Problem statement = Retype all material exactly. Pictures stay out of the copy.

Provided data =
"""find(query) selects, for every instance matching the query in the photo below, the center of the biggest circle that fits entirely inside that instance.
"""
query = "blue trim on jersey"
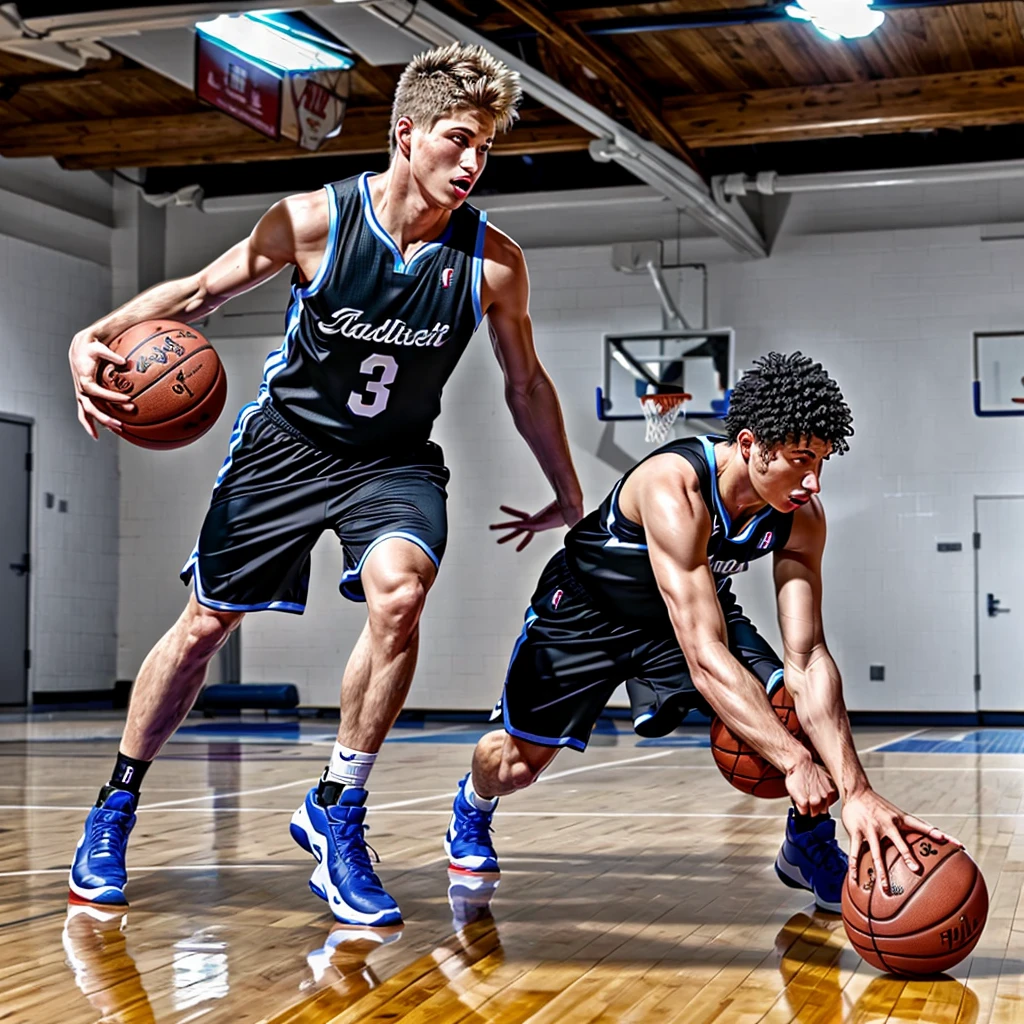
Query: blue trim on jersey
(227, 606)
(481, 233)
(744, 534)
(530, 617)
(241, 422)
(349, 574)
(613, 541)
(330, 253)
(385, 239)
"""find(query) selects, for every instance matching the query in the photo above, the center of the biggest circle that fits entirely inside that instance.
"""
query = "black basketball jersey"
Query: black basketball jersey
(607, 553)
(371, 341)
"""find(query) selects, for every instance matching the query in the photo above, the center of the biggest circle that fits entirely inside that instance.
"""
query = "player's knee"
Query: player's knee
(206, 630)
(394, 613)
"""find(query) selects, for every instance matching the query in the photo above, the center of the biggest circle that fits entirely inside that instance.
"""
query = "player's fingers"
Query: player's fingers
(95, 390)
(905, 852)
(100, 351)
(911, 822)
(856, 846)
(881, 875)
(90, 410)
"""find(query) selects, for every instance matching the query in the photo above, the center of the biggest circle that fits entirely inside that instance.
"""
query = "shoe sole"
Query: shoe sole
(458, 863)
(320, 882)
(793, 877)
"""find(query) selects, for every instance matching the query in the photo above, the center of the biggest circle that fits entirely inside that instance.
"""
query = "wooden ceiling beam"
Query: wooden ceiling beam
(212, 137)
(619, 76)
(884, 107)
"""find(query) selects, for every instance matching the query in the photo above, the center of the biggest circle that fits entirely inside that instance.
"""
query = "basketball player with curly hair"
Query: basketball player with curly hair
(641, 592)
(391, 274)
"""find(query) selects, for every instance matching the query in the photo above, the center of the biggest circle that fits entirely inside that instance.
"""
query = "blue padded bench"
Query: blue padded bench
(235, 696)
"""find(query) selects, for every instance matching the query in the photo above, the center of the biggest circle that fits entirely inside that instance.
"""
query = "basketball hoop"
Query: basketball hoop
(660, 412)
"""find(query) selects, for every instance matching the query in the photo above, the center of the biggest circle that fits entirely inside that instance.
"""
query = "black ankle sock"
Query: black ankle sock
(128, 774)
(807, 822)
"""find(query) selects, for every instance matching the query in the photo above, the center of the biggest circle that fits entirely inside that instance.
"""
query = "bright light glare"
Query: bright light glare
(258, 37)
(838, 18)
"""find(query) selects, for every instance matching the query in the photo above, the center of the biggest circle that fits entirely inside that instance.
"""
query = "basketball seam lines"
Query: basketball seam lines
(157, 380)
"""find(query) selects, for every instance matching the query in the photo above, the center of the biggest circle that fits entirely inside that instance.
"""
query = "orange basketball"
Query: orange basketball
(175, 380)
(927, 923)
(741, 765)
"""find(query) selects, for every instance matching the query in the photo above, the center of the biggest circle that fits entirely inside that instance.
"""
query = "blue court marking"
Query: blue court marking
(694, 742)
(980, 741)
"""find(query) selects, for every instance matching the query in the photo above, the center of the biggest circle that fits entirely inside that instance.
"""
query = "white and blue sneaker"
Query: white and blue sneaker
(814, 861)
(468, 841)
(97, 872)
(344, 876)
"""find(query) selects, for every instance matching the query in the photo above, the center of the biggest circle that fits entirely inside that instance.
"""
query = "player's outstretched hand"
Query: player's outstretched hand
(525, 525)
(869, 818)
(810, 787)
(85, 354)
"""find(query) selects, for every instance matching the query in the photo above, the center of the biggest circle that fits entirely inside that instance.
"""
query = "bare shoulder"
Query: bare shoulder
(808, 532)
(295, 228)
(503, 258)
(663, 482)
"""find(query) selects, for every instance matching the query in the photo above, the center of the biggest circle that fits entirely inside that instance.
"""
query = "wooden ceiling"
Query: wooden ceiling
(689, 89)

Task result =
"""find(query) selects, for every instance matching the query in the photo below, the center of the biggest circle that fits entirely inside that instance.
"""
query = "blue trim on jersey"
Query: blue trim on jersey
(227, 606)
(481, 233)
(744, 534)
(530, 617)
(241, 422)
(349, 574)
(613, 541)
(330, 253)
(385, 239)
"""find(query) selects, for every instance matching the query in the photo above, the center of the biggest circle that fits entirely inside that instance.
"""
query = "black basketball jersey"
Query: black basketball jersey
(607, 553)
(371, 341)
"""find(query) selects, for every instance matching the query in the photo above, the center of the biggest circle that fits entirely inside that instance.
"""
query = "player's knee"
Query: player's knee
(206, 630)
(394, 613)
"""find(query) selects, for every instance matching the query in the photo above, the center of the biggest circle that fits entirely inside that instance.
"""
query = "player's fingers"
Query: player's fingers
(95, 390)
(905, 852)
(100, 351)
(911, 822)
(856, 846)
(881, 875)
(90, 410)
"""find(query) selects, for every instance matching the query in the photo above, the center of the biggest circle that fits entirely inside that instance.
"""
query = "shoe sole"
Query: shoe sole
(458, 863)
(320, 882)
(793, 877)
"""find(query) selects, for every instance matching the query in the photo above, the center of the biggest circle that fits entirely inside that instance.
"""
query = "wooden ceiling beam"
Query: wooden ceiling beam
(212, 137)
(619, 76)
(884, 107)
"""find(query) selects, for every instance matching the query in the photo above, the center of the biggest circle that fits entirely inside that instance.
"""
query = "basketball player with curly hair"
Query: basketball player with curly hair
(641, 592)
(391, 274)
"""find(query) selects, for every instance matching the query in the photo above, the center of the biggest circle that fits entirely inside that instance.
"""
query = "blue padded bench"
Query: blue padded bench
(235, 696)
"""find(query) selects, for every instance matching the query in the photo above, the center of the biggest circle that fits entirely inside that instance.
"""
query = "basketball hoop"
Query: basketball hoop
(660, 412)
"""find(query) selects, for every instance matching the query in the photo above, the center of the biggest circle that fits entirely inside that instance.
"""
query = "black ankle sock"
Query: black ankle sock
(128, 774)
(807, 822)
"""find(query) selects, for every instance matching the query in the photo above, the center of the biggest circle that fits entirely inside that instance.
"""
query = "bright light glare"
Query: bright light glare
(258, 37)
(838, 18)
"""find(query) selects, for every instance matching the query in the photo above, the center of the biggest circle that fits entirely inside that instance.
"""
query = "basketball seam lines"
Query: basketball seam lines
(157, 380)
"""find(query) selects, for every instance matching the query in the photo above, the center of the biggest circle that fits entirely inside that instance.
"""
query = "orange basketball"
Query: orange basketball
(175, 380)
(927, 923)
(741, 765)
"""find(query) selects, for every instance matching the query in the photo above, the center of the biggest circle that fits entirely inside that instance.
"""
query = "blue court marking"
Query: blue court marking
(694, 742)
(980, 741)
"""find(query) selects, for every instance matching the query in the photo above, the center of the biggest circle that fits entirely inside that instance.
"""
query = "white and blue sneaker"
Query: white and blue sneaker
(814, 861)
(468, 841)
(97, 872)
(344, 876)
"""find(query) selects, for every instance matching the query in the photo above, the center of the biggest circle that fits entirely inside that instance.
"""
query = "player's outstretched hand"
Query: player's outstretched hand
(525, 525)
(869, 818)
(810, 787)
(85, 354)
"""find(query) selects, for every instance matching the query in the photo above, the center of the biggest circle that fits entirely inside that instance.
"""
query = "bare shoulder"
Query: bare shoulder
(808, 532)
(295, 228)
(503, 258)
(663, 482)
"""find(query) selects, for every instance matching the query in the photo above, the center of the biggest circle that fits entirely inside that instance.
"""
query = "wooden ceiling"
Query: wooden ceiling
(689, 89)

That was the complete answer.